**WHAT NEEDS TO BE DONE**
Copy the material from the line containing "where the chair" through the line containing "(341, 379), (797, 611)", both lines included. Keep the requests unchanged, and shift every coordinate in the answer boxes by adding -75 to it, leaving the sample coordinates inside the requests as they are.
★ ★ ★ ★
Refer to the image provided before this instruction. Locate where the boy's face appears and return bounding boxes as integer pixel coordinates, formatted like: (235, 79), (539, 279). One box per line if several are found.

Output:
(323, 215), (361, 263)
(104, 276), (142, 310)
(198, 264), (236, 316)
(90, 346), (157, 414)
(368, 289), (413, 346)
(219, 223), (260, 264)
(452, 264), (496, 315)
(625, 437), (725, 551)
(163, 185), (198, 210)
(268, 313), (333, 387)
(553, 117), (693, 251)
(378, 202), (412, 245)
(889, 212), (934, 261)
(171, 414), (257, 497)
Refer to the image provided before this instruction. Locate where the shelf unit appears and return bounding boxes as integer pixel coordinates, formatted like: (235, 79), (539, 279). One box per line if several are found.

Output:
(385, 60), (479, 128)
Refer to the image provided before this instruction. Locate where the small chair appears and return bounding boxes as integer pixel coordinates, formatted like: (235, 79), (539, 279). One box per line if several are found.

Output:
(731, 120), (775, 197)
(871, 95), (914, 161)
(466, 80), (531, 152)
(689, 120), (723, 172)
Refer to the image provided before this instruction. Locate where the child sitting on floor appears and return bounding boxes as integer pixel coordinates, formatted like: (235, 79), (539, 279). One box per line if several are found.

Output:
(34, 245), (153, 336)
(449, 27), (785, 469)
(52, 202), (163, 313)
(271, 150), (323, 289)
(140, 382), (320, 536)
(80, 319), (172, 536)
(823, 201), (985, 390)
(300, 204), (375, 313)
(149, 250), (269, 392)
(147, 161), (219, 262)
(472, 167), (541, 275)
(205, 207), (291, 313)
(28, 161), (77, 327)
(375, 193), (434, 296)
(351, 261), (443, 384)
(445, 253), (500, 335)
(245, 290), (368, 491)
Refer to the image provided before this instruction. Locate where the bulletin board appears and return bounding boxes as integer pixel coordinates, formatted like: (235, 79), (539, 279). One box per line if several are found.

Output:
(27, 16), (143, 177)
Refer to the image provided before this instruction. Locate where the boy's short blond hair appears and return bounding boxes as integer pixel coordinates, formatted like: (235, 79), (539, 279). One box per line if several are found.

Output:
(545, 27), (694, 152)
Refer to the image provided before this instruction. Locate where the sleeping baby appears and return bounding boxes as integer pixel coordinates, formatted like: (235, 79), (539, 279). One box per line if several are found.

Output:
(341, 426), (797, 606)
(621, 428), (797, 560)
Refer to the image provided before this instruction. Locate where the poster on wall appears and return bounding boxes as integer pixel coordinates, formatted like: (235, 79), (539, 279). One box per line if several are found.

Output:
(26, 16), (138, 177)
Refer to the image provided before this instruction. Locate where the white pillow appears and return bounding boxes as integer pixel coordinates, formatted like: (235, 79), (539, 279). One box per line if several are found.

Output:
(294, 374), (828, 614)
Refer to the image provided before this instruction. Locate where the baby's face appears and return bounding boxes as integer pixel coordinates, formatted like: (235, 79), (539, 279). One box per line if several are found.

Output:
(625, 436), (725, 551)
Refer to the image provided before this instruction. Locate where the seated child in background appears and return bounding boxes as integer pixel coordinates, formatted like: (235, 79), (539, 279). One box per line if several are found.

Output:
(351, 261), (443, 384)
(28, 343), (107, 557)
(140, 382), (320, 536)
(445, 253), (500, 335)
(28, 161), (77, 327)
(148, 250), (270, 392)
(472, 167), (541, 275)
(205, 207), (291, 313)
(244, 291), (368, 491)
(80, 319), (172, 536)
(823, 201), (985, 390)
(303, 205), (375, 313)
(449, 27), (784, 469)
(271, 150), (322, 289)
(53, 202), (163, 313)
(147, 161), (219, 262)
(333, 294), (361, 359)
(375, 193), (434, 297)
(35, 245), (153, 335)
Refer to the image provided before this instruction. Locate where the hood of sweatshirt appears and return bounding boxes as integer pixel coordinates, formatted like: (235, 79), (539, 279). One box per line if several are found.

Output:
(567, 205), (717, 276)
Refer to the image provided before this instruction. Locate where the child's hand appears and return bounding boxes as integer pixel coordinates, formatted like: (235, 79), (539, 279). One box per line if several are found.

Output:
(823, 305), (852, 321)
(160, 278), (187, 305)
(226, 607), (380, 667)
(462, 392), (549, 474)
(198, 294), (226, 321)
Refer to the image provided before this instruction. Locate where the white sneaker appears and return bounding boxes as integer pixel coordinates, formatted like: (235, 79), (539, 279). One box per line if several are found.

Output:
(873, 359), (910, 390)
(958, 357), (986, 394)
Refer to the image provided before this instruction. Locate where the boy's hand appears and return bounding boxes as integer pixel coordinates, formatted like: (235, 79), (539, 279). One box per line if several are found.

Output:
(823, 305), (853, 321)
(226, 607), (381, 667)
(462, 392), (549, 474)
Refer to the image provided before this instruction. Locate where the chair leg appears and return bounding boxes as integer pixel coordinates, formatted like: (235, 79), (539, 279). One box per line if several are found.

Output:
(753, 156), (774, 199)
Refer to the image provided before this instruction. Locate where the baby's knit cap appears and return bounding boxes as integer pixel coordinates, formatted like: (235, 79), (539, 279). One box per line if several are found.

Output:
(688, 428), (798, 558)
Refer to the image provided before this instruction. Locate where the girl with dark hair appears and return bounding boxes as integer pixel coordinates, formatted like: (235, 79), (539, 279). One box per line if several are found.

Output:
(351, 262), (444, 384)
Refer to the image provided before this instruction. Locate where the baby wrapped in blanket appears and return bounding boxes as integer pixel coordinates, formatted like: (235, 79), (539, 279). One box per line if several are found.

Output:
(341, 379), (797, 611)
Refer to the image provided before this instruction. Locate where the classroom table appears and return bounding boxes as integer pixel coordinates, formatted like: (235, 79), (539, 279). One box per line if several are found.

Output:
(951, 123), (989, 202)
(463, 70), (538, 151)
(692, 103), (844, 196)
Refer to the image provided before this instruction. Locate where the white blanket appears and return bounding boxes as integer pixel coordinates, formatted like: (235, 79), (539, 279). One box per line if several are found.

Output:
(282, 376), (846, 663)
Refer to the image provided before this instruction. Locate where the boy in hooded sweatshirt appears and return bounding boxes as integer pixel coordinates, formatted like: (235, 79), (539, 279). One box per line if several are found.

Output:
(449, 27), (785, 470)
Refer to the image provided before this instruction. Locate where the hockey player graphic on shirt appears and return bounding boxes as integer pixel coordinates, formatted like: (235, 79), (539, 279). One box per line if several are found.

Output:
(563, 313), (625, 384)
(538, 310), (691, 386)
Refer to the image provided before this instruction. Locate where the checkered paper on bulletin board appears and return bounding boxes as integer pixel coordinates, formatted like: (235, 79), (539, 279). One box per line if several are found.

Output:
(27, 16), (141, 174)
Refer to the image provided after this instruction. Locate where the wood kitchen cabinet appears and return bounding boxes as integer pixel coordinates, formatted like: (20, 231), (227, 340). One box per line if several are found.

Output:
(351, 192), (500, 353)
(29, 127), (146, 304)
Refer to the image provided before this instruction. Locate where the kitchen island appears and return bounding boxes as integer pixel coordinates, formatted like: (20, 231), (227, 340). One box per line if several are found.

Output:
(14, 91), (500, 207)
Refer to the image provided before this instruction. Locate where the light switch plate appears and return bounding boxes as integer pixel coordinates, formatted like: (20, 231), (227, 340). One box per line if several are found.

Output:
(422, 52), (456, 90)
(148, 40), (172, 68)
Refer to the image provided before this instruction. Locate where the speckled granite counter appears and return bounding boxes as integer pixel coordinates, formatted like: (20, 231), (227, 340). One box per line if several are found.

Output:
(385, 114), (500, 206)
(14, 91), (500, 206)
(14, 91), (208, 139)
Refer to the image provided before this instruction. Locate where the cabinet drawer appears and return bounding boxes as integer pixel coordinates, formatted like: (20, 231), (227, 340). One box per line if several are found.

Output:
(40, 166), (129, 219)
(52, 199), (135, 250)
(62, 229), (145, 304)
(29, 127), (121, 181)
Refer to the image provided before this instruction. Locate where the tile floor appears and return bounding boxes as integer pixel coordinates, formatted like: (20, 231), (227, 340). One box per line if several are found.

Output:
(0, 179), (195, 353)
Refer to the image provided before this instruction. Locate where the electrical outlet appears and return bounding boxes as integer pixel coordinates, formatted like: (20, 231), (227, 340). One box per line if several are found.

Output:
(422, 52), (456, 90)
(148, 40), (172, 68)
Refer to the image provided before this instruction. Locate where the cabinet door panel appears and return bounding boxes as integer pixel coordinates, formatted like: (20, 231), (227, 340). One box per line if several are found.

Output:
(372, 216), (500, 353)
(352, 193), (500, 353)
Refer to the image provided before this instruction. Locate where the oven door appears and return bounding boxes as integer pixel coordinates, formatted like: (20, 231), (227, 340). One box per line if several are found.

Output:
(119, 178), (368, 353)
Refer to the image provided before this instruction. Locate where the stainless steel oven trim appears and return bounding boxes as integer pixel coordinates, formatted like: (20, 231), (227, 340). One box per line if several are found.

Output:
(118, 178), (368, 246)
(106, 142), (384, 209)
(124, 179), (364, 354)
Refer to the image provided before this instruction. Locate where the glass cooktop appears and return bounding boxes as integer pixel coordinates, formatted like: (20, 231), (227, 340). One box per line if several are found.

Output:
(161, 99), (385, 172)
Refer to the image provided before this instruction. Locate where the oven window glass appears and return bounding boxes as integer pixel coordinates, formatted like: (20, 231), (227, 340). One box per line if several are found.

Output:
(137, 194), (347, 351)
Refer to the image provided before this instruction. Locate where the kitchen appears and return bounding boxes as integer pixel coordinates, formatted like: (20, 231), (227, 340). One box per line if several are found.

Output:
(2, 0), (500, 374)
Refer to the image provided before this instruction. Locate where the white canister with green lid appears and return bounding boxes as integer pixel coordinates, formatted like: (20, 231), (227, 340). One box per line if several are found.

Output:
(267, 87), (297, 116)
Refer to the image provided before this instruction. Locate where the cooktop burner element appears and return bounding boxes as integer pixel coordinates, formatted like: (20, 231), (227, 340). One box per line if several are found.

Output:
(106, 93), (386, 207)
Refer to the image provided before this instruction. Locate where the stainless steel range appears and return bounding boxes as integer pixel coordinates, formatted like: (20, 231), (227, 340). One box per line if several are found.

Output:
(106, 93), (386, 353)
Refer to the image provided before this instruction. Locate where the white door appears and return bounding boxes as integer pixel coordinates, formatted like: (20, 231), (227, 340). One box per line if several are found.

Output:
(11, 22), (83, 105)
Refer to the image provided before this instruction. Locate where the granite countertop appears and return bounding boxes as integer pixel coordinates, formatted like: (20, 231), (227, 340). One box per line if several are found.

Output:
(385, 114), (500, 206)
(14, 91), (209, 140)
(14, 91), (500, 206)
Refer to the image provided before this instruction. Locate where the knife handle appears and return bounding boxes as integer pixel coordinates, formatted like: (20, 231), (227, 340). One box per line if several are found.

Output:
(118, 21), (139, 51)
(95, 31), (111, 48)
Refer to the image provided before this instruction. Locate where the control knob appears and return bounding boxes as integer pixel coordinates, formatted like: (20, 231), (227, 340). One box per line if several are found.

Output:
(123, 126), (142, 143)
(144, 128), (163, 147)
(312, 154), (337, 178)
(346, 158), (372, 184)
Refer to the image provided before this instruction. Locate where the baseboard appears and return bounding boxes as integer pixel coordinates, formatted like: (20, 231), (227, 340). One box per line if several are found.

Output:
★ ★ ★ ★
**OUTPUT FOR THIS EXERCISE**
Refer to the image provided before this instruction. Locate where the chair leg appears and return bounding boxes as integer pixel coordinates, formatted like: (235, 79), (539, 279). One box per line if several are found.

Output:
(678, 81), (699, 124)
Refer to the image provided before this instruction. Locate where the baby's knit cap appears and return bounding boxes as integer pixel coordinates, formatted like: (235, 79), (539, 279). One box per line if several are found.

Output:
(613, 353), (723, 483)
Refer to the image provided before this instruction. Locate where the girl with dark hair appears and return bounding boxes as integer pixel coordinates, formatted like: (235, 79), (539, 279). One box per line if several are found.

Output:
(276, 187), (369, 309)
Refer to the image provided before this instruction. Locate where the baby wrapped in blanket appears and return bounding boxes as integer pixel coordinates, formatted like: (235, 79), (539, 279). One box per line if several are found.

Output:
(266, 304), (722, 536)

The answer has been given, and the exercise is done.